From the entries below, copy each line that contains the word "green". Only matches with the same capitalization count.
"""
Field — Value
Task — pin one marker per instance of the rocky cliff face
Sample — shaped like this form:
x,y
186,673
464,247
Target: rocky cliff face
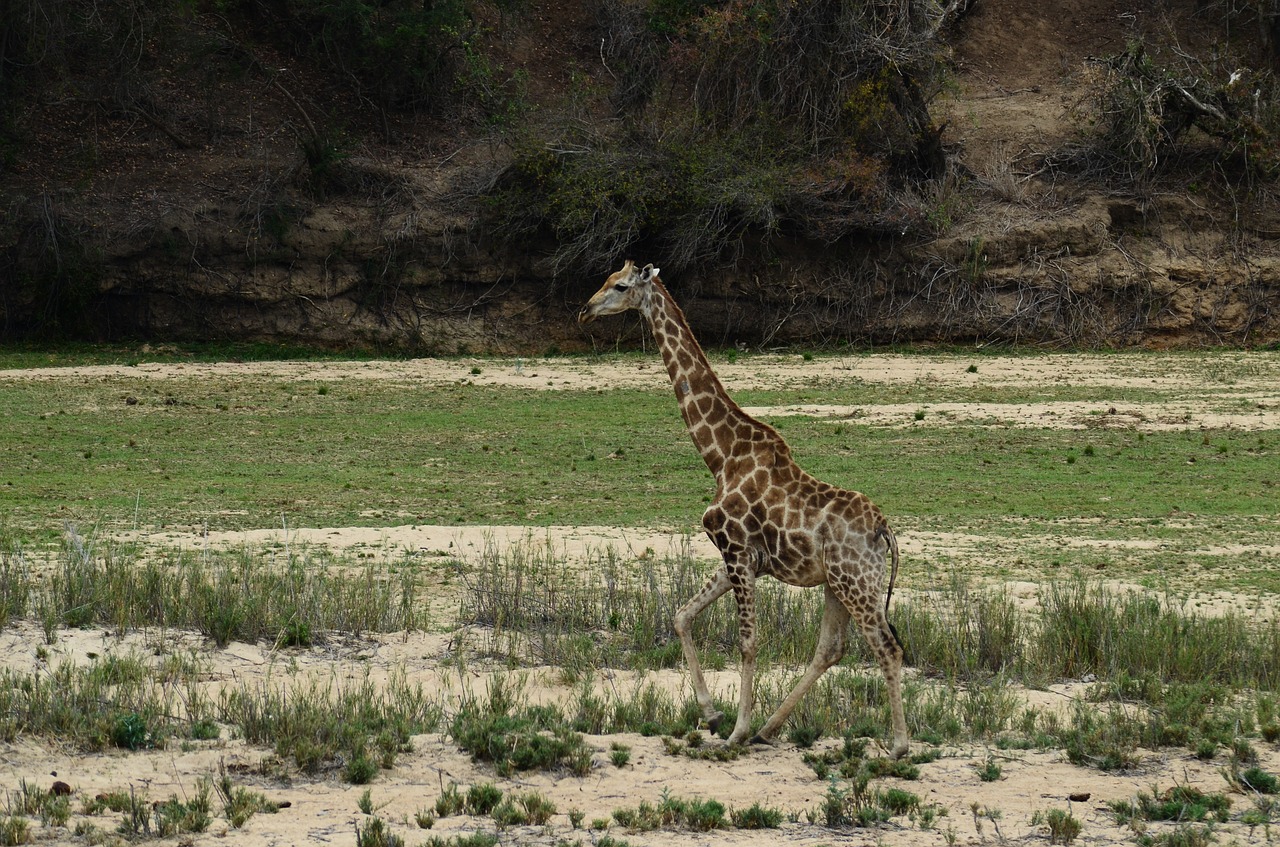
x,y
1087,271
236,239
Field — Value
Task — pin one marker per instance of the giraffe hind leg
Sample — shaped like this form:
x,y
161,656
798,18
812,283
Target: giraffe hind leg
x,y
831,649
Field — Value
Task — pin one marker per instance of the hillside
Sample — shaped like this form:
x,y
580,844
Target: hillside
x,y
231,183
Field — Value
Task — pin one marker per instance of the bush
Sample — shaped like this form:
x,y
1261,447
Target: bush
x,y
403,55
1141,110
808,119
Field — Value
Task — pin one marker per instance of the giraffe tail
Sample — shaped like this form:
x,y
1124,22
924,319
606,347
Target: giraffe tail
x,y
883,531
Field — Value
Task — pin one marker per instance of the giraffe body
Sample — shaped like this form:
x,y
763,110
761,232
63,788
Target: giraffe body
x,y
768,518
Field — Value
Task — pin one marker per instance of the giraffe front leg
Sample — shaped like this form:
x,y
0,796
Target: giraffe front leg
x,y
716,586
744,593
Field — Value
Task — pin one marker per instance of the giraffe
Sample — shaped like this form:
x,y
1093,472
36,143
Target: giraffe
x,y
768,518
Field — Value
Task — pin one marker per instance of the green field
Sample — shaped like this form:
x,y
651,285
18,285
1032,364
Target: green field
x,y
231,452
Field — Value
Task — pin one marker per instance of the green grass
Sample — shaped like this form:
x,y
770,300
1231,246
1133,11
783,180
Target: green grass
x,y
231,453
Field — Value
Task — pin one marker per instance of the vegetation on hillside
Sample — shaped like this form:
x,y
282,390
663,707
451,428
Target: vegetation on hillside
x,y
732,123
705,131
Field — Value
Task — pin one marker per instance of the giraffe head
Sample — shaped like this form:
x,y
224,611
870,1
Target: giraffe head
x,y
624,289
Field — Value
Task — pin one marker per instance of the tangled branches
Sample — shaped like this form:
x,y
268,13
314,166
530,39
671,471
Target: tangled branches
x,y
1143,111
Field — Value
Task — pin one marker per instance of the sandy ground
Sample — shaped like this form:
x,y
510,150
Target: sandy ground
x,y
324,810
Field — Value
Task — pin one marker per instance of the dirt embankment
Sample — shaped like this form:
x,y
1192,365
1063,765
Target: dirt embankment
x,y
201,243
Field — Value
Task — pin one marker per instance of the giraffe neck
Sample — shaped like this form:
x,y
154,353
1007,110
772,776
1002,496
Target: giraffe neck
x,y
709,412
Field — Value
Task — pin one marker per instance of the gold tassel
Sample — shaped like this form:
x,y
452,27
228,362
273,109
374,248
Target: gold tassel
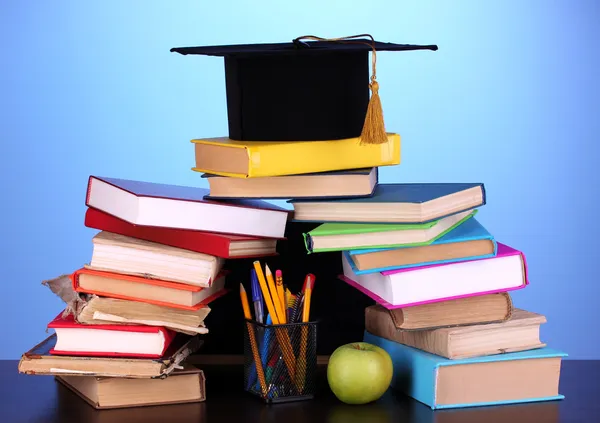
"""
Full response:
Task — pin one marker per instance of the green field
Target: green field
Task — pin one marker per instance of the green grass
Target: green grass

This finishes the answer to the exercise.